• Problem to solve: Reproduce, with no edits, the line that contains "locate the gravel" and all the lines that follow it, ending with the last line of the records.
____ Available records
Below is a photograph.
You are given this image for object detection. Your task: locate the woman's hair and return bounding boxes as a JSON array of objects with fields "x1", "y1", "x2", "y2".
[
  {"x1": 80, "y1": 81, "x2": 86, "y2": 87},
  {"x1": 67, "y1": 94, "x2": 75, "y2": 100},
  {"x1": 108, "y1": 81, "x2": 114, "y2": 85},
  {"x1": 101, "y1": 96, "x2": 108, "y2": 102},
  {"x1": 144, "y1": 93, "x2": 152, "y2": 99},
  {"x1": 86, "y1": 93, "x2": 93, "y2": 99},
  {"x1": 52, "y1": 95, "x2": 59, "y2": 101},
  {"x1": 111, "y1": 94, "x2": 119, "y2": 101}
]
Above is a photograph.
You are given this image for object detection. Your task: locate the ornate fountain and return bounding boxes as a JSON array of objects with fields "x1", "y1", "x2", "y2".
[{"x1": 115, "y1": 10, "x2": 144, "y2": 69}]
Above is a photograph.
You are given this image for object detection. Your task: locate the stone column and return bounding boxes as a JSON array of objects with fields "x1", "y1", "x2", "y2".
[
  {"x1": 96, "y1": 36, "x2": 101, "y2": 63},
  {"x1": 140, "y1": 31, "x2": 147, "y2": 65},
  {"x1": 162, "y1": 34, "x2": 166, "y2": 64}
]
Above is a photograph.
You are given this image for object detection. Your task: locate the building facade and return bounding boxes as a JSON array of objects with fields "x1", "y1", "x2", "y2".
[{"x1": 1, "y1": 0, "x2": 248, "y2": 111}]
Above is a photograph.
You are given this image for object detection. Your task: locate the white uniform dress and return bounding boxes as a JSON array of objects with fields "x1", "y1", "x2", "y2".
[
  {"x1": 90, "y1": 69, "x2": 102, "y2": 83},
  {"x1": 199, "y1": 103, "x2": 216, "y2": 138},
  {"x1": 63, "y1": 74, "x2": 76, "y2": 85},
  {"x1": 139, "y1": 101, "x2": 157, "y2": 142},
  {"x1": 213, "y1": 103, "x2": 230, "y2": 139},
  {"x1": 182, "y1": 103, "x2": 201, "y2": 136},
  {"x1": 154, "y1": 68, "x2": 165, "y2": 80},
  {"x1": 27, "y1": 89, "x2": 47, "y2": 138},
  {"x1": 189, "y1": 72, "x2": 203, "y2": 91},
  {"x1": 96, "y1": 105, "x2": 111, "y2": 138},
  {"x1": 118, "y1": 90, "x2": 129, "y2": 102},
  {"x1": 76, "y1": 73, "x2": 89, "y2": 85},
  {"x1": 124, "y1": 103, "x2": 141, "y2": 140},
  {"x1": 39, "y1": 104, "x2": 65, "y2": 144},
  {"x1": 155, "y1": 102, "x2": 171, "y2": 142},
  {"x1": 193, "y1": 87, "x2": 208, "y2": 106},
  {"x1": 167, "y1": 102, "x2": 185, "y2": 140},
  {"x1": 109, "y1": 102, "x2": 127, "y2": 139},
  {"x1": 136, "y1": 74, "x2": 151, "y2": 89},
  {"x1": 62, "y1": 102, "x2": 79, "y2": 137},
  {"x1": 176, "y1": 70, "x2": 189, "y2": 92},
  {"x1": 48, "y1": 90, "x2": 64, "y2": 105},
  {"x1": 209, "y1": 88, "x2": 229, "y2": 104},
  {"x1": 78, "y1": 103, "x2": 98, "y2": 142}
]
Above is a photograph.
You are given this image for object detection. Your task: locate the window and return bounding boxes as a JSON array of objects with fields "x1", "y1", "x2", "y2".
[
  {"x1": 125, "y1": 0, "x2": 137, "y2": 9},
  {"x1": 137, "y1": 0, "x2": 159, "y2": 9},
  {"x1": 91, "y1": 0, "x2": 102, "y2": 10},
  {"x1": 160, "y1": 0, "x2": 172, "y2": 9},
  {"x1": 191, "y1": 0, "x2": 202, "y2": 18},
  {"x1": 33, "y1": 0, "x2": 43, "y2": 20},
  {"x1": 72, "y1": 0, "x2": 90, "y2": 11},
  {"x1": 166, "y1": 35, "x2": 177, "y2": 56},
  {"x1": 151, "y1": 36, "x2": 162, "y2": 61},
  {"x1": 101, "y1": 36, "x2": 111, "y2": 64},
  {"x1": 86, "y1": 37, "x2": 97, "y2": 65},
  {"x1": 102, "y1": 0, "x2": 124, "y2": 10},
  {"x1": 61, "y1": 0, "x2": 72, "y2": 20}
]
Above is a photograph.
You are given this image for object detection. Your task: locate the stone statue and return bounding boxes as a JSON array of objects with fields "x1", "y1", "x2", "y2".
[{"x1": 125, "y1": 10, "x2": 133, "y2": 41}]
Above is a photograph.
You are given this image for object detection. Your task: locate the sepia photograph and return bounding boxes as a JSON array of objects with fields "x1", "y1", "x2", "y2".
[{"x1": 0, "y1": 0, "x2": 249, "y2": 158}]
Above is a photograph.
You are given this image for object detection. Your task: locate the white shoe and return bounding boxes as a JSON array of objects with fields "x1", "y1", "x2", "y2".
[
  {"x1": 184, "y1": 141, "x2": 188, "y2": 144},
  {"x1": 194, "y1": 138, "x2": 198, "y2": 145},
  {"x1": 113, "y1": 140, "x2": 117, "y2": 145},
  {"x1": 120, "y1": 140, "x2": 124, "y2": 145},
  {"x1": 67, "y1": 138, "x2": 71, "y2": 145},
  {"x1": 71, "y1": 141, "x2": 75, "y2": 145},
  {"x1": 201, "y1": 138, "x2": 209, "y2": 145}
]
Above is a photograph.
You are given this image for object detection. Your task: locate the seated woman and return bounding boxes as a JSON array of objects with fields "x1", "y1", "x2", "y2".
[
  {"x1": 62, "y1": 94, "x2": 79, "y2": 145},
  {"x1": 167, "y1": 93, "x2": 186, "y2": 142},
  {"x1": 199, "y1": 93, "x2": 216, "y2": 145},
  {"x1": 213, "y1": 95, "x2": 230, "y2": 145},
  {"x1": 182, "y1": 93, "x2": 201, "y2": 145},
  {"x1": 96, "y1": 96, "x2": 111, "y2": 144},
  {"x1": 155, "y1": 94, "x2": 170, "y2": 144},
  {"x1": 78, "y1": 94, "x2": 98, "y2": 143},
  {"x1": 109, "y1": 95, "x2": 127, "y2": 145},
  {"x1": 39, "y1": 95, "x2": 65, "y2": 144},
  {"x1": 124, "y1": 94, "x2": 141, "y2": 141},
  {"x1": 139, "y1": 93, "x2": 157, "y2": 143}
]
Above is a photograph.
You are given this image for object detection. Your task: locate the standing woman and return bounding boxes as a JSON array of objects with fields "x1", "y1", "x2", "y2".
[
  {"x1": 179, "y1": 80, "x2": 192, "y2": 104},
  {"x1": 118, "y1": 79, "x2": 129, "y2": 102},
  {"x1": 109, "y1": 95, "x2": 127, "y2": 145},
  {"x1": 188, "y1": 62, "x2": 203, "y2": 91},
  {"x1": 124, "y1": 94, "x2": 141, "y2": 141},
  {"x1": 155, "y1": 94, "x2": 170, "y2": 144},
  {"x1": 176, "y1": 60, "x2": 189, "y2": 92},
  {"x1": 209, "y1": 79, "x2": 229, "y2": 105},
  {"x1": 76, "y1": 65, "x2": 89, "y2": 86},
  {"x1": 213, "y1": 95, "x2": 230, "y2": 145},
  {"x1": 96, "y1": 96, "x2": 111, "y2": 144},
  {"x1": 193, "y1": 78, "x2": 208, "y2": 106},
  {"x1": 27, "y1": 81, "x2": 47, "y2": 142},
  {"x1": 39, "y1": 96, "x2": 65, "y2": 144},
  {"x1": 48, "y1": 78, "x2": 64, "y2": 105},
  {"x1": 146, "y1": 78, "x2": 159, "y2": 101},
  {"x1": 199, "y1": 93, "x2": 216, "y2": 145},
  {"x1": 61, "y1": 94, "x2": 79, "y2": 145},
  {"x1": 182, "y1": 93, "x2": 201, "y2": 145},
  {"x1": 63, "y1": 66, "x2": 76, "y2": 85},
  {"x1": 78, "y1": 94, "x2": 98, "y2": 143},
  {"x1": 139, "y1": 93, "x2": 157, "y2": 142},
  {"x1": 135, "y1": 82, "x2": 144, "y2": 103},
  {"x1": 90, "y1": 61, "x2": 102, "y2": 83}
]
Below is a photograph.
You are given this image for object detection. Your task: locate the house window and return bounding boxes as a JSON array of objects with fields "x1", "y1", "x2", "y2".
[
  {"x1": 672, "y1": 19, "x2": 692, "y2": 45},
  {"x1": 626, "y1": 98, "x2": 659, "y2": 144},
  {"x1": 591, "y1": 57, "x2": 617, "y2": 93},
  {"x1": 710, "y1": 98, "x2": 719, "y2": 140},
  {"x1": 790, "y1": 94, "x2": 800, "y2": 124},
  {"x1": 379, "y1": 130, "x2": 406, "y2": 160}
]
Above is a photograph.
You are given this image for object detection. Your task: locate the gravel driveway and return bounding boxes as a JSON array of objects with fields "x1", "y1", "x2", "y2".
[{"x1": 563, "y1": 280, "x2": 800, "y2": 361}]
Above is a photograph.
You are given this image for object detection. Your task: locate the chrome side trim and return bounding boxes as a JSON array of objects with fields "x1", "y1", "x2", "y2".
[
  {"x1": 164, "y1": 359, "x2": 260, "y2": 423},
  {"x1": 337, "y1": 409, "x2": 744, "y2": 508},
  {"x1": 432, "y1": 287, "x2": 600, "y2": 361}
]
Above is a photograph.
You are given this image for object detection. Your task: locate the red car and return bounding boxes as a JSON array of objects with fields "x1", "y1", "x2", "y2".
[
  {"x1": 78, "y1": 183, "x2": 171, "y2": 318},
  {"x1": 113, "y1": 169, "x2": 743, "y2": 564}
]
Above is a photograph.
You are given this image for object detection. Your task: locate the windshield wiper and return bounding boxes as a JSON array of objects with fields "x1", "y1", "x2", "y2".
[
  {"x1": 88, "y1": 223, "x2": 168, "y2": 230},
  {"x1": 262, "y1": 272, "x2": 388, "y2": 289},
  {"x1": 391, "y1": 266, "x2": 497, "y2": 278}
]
________
• Response to this task:
You are given this image for object detection. Your task: locate the gravel driveway and return bounding boxes as a JSON array of objects with fields "x1", "y1", "x2", "y2".
[{"x1": 563, "y1": 280, "x2": 800, "y2": 361}]
Above is a photograph.
You are given this image for object detection. Your task: locate the chrome side trim and return bounding boxes as a JSON array of objects with fields "x1", "y1", "x2", "y2".
[
  {"x1": 164, "y1": 359, "x2": 260, "y2": 423},
  {"x1": 337, "y1": 409, "x2": 744, "y2": 508},
  {"x1": 432, "y1": 287, "x2": 600, "y2": 361}
]
Above is a photograph.
You are given this image for object detection. Your task: locate the red car and return bounding boxes as a JSON array of objects with fields "x1", "y1", "x2", "y2".
[
  {"x1": 78, "y1": 183, "x2": 171, "y2": 318},
  {"x1": 113, "y1": 169, "x2": 743, "y2": 564}
]
Above is a photograph.
You are given this image for object detection. Your task: locate the windshield wiper and return bounding boxes as a JSON array of objects with fields "x1", "y1", "x2", "y2".
[
  {"x1": 88, "y1": 223, "x2": 168, "y2": 230},
  {"x1": 262, "y1": 272, "x2": 388, "y2": 289},
  {"x1": 391, "y1": 266, "x2": 497, "y2": 278}
]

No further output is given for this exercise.